:: READING PASSAGE
As part of a wave of ongoing plans to combat overtourism in Europe’s most popular urban destinations, Barcelona will permanently restrict cruise ship-access to its congested city-center harbor starting this month.
New rules expected to come into force from October 22, 2023 will relocate most of Barcelona’s cruise-ship activity (including its pollution) away from the busy, central World Trade Center pier. These measures are part of a €265 million project agreed between the Ajuntament de Barcelona (the city council) and Barcelona’s port authorities back in 2018, amid growing concerns about the enormous environmental and social impact of the cruise industry on the Catalan capital and its residents.
The World Trade Center pier is currently Barcelona’s most central wharf, located just a 10-minute walk from La Rambla (which is currently undergoing a culture-focused makeover). From now on, however, cruise ships will no longer be permitted to dock at its North Terminal (Barcelona Nord), which in recent years has become crammed with around 340 annual layovers. Instead, passengers will alight at the newer Moll d’Adossat terminal at the south end of the city (near Montjuïc), then hop on a 30-minute bus transfer to reach the center.
Ever-growing numbers, ever-shorter trips
According to Spanish newspaper El País, some 2.32 million cruise tourists arrived in Barcelona in 2022, on a total of 805 layovers. While this is lower than the record 3.1 million cruise-ship tourists Barcelona received in 2019 (before the pandemic), this reality still means thousands of extra people each day wandering the already-busy streets of a city with a total population of just 1.63 million. It seems numbers are now on the rise once again: Hosteltur reports that approximately three million cruise-ship visitors are predicted for 2023.
But most cruise passengers spend just a few hours in Barcelona itself, usually visiting the narrow, often-clogged-up streets of the Barri Gòtic or a major sight such as Antoni Gaudí’s fabled Sagrada Família. Earlier this year, a group of Barcelona residents led a protest calling for a complete ban of cruise ships in Catalonia by 2025.
At the moment, in addition to diverting cruise ships from the center, the number of them permitted to dock in Barcelona at any one time will eventually be limited to just seven. The World Trade Center’s Southern Terminal (Barcelona Sud) is expected to be closed down, too (though not until 2026). Meanwhile, the now-disused North Terminal area – all sprawling 13,600 sq m (146,000 sq ft) of it – is slated to be transformed for pedestrian use after the America’s Cup in late 2024. In fact, the final boat to dock here departed back in early October, when Portugal-based Mystic Cruises’s World Navigator ship set sail.
::::
:: PROVIDED DATA
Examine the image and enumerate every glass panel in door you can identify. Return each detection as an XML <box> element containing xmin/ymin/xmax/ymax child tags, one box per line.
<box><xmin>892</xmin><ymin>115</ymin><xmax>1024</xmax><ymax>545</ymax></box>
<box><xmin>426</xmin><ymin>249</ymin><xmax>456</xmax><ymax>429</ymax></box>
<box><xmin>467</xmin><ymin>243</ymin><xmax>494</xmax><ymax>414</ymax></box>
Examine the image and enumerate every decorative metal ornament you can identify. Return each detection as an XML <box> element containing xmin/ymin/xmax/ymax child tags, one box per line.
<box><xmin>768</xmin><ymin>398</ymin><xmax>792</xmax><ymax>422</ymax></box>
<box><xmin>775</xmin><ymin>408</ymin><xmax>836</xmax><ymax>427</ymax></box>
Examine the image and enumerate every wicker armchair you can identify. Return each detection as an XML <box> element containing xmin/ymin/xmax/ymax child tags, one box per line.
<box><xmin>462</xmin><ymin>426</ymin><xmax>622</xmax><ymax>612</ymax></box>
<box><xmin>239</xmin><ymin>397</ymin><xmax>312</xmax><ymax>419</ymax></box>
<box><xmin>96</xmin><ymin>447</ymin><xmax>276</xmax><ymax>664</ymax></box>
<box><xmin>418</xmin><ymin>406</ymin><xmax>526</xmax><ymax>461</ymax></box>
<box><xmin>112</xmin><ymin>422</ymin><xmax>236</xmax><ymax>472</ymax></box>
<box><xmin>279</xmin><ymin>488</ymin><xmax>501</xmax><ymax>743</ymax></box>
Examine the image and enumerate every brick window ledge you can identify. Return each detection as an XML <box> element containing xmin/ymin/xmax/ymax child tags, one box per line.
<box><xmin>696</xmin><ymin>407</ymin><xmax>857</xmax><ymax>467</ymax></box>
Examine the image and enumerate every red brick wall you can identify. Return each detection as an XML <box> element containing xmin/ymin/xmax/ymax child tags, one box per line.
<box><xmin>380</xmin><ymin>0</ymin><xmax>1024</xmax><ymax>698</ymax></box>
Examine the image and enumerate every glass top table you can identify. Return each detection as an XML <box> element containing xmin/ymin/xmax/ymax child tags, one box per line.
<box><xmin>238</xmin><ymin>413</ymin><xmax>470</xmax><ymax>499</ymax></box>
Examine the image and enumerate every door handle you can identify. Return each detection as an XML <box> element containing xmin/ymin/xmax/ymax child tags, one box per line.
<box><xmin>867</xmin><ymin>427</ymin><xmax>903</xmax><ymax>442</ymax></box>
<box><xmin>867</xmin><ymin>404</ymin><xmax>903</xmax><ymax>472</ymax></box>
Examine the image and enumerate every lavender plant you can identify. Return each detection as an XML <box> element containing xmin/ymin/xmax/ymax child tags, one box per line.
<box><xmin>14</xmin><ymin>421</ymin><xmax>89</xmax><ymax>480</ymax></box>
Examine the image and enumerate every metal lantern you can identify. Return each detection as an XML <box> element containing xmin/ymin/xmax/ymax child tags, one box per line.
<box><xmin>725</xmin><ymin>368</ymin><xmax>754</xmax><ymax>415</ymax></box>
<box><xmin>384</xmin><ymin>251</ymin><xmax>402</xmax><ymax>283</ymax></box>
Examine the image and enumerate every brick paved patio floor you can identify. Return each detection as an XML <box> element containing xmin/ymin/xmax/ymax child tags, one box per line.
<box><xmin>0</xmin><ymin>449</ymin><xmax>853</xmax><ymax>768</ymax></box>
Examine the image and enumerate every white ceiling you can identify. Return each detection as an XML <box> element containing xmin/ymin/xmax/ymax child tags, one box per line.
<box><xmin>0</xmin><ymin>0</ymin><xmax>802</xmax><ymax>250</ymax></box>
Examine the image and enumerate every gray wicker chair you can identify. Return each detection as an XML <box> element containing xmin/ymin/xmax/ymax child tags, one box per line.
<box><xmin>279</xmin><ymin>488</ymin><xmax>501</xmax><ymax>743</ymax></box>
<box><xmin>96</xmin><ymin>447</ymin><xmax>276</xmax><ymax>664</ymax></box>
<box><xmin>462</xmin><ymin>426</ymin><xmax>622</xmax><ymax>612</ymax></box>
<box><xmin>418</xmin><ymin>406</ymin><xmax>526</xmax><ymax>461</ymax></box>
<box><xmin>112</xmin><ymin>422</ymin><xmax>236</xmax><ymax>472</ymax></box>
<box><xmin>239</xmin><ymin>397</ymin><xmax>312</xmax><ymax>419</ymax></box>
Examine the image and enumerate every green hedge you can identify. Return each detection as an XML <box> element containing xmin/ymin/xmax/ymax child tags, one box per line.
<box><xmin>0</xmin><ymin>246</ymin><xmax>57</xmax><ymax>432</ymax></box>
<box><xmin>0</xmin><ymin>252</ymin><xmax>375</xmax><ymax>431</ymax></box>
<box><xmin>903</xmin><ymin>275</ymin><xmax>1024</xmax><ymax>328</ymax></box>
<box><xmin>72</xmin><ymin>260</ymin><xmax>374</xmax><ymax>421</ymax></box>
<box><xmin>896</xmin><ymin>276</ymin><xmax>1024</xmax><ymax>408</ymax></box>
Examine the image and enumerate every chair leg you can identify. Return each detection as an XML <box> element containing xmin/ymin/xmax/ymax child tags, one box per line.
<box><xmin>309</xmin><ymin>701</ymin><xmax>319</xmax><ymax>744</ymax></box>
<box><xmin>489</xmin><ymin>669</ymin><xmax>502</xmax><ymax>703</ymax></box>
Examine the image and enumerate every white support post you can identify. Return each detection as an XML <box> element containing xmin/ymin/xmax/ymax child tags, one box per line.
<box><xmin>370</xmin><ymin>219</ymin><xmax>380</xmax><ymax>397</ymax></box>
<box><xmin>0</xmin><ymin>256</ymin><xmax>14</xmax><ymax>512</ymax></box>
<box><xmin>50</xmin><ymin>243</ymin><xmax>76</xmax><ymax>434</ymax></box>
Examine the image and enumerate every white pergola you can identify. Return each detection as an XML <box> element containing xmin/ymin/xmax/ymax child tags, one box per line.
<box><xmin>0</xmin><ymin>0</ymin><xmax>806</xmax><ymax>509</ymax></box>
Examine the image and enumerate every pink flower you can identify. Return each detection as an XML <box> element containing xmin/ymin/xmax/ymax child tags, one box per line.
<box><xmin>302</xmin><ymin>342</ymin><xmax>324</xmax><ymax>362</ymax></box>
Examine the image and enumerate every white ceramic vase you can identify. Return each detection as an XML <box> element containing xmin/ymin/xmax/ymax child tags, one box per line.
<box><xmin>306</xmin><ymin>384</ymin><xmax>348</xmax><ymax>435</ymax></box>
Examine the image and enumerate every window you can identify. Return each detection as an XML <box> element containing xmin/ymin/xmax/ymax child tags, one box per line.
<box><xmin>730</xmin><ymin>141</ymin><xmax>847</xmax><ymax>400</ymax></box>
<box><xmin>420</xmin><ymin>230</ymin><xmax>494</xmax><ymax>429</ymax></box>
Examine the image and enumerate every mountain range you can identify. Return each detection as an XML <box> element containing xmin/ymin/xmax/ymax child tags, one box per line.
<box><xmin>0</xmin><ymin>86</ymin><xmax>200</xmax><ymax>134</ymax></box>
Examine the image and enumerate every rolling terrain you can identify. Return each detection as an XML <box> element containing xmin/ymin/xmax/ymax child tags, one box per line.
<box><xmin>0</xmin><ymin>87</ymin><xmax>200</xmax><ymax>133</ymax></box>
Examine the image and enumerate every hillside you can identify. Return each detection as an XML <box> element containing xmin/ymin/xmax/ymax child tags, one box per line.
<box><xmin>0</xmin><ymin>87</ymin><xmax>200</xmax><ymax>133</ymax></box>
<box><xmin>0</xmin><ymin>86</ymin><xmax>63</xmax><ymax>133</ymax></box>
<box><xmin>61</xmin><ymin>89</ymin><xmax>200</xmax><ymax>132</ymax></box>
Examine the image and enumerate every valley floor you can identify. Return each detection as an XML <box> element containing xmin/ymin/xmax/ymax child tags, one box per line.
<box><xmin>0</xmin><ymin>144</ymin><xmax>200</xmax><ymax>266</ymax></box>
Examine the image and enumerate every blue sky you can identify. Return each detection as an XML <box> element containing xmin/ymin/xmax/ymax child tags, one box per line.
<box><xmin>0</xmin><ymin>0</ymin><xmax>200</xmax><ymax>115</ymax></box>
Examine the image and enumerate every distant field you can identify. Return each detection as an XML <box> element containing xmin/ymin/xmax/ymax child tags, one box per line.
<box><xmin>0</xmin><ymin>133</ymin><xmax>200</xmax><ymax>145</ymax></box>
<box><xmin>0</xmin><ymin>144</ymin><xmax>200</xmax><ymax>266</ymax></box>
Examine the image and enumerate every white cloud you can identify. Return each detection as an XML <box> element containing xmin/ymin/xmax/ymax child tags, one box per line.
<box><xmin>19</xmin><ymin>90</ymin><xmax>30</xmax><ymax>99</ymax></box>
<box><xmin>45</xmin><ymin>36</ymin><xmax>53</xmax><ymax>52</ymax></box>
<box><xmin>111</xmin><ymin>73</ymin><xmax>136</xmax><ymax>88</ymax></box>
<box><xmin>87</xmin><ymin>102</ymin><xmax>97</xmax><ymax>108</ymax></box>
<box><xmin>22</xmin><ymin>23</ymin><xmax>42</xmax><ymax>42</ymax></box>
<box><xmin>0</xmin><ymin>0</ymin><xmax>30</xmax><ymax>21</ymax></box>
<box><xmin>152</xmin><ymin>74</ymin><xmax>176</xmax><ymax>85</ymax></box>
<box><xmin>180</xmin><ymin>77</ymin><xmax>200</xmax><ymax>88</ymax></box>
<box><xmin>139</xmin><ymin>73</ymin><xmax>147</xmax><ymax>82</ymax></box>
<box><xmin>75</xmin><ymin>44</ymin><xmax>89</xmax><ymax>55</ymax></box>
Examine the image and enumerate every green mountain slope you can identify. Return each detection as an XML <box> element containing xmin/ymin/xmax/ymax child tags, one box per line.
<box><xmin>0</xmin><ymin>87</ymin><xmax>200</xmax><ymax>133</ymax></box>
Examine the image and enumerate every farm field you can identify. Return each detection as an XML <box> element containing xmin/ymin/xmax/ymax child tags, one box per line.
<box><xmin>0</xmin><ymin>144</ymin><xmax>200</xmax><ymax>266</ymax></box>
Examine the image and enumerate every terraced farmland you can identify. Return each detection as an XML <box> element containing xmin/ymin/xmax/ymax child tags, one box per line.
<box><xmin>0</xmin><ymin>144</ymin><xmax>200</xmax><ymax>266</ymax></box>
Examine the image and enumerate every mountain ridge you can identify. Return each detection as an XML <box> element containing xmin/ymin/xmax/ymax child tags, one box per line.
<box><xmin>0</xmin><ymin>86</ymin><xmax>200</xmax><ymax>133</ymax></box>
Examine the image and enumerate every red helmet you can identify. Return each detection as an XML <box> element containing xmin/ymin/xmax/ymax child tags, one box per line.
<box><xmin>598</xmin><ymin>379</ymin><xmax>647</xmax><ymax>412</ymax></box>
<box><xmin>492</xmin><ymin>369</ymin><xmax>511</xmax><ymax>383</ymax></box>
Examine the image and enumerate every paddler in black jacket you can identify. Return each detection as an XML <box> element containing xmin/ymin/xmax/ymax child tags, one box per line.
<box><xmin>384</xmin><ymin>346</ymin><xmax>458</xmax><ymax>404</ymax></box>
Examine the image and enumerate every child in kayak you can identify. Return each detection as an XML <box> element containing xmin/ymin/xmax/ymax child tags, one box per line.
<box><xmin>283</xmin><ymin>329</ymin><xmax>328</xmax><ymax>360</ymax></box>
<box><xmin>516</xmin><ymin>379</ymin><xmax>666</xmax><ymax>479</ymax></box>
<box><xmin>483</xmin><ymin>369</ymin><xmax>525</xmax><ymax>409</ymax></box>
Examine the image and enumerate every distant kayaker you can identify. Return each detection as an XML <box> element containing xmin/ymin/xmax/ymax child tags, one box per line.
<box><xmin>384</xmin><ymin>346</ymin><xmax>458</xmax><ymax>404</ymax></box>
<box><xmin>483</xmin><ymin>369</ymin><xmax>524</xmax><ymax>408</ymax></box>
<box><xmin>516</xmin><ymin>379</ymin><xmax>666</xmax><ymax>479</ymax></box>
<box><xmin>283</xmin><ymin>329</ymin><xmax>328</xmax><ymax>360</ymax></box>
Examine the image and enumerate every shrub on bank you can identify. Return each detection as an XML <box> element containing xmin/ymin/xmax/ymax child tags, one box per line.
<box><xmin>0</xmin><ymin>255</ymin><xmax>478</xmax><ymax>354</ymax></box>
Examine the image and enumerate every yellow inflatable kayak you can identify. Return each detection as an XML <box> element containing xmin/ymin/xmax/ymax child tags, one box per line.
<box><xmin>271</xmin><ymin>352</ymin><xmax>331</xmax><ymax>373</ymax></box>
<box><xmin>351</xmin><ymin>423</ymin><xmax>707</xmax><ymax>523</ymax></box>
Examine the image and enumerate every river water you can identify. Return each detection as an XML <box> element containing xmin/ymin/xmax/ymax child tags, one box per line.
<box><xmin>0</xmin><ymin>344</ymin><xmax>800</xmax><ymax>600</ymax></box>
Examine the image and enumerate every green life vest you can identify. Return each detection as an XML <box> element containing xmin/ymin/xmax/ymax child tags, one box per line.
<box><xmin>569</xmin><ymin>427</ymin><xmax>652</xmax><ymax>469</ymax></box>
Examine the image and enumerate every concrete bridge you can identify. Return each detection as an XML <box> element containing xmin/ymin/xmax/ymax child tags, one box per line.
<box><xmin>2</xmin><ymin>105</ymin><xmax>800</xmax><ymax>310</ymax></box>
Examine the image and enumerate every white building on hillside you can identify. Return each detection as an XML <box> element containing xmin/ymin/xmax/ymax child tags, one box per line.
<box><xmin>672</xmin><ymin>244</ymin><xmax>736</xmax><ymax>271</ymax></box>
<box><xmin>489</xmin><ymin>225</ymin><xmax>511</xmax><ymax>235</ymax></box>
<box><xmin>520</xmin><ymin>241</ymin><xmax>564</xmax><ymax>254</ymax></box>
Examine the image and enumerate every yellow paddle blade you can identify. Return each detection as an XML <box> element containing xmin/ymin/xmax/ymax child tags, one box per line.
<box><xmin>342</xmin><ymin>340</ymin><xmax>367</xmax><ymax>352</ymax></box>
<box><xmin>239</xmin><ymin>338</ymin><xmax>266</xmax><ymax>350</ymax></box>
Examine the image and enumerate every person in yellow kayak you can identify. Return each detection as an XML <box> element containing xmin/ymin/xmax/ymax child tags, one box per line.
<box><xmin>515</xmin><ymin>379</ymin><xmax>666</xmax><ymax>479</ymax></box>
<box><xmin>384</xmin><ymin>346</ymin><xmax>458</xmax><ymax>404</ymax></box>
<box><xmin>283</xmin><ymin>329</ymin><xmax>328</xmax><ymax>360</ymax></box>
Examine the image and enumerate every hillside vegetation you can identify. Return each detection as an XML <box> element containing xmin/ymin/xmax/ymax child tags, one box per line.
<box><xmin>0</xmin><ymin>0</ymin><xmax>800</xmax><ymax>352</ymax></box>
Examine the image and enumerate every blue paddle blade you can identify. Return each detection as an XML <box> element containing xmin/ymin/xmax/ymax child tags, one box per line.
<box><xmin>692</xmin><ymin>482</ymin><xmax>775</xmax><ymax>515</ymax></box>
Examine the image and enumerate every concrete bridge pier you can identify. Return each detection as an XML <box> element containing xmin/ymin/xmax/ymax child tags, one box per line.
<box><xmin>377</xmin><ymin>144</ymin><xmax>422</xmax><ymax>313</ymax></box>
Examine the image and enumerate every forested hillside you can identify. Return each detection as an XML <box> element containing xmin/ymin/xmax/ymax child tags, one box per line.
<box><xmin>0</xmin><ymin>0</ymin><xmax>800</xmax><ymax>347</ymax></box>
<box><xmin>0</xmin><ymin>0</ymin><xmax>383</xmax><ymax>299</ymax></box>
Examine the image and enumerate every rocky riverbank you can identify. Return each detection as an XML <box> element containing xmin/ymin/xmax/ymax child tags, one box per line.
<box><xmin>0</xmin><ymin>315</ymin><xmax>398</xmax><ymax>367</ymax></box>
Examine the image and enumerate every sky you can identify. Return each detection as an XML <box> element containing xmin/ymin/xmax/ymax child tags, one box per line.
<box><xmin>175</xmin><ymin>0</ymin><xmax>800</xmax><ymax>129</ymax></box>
::::
ASSIGNMENT 1: In the article on Barcelona's cruise ships, what is the maximum number of cruise ships that will eventually be allowed to dock in Barcelona at one time?
ASSIGNMENT 2: Please print the passage of the article on Barcelona's cruise ships starting at "New rules expected" and ending at "and its residents.".

ANSWER BOX 1: Seven.

ANSWER BOX 2:
New rules expected to come into force from October 22, 2023 will relocate most of Barcelona’s cruise-ship activity (including its pollution) away from the busy, central World Trade Center pier. These measures are part of a €265 million project agreed between the Ajuntament de Barcelona (the city council) and Barcelona’s port authorities back in 2018, amid growing concerns about the enormous environmental and social impact of the cruise industry on the Catalan capital and its residents.